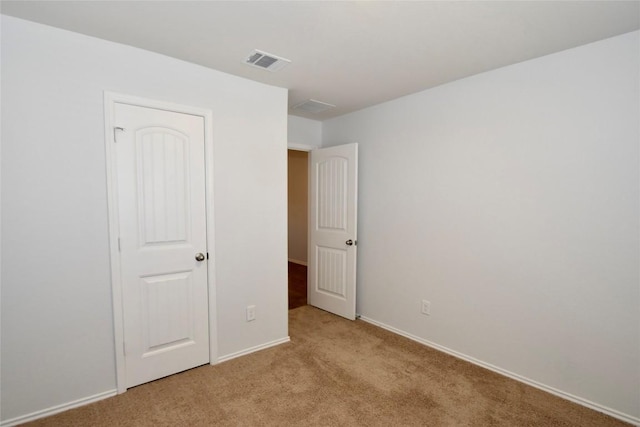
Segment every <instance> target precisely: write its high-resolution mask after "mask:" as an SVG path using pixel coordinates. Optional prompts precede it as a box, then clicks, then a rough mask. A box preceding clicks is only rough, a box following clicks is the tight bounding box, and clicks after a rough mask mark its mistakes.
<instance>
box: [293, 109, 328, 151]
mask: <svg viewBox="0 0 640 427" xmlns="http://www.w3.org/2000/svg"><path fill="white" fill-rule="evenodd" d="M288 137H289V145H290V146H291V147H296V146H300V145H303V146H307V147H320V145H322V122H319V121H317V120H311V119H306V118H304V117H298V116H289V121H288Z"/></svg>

========================

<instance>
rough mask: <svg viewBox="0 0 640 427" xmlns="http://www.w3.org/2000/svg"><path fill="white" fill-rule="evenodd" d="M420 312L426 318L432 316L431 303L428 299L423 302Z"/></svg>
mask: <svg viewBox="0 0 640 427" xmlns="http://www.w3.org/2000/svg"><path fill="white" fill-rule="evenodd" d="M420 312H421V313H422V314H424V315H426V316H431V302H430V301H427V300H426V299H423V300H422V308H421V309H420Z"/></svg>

========================

Write out the lines of the listing exactly, from the line containing "Segment every <instance>" through the line containing "box: [293, 109, 328, 151]", both included, and nothing else.

RESULT FOR THIS EXERCISE:
Segment every <instance> target precisely: write its high-resolution mask after "mask:" as an SVG path using pixel coordinates. Optional prompts precede it as a box, then clicks, then a rough mask. A box preceding clicks is only rough, a box following clicks is the tight bounding box, and clicks after a rough mask mark its mistakes.
<instance>
box: [293, 109, 328, 151]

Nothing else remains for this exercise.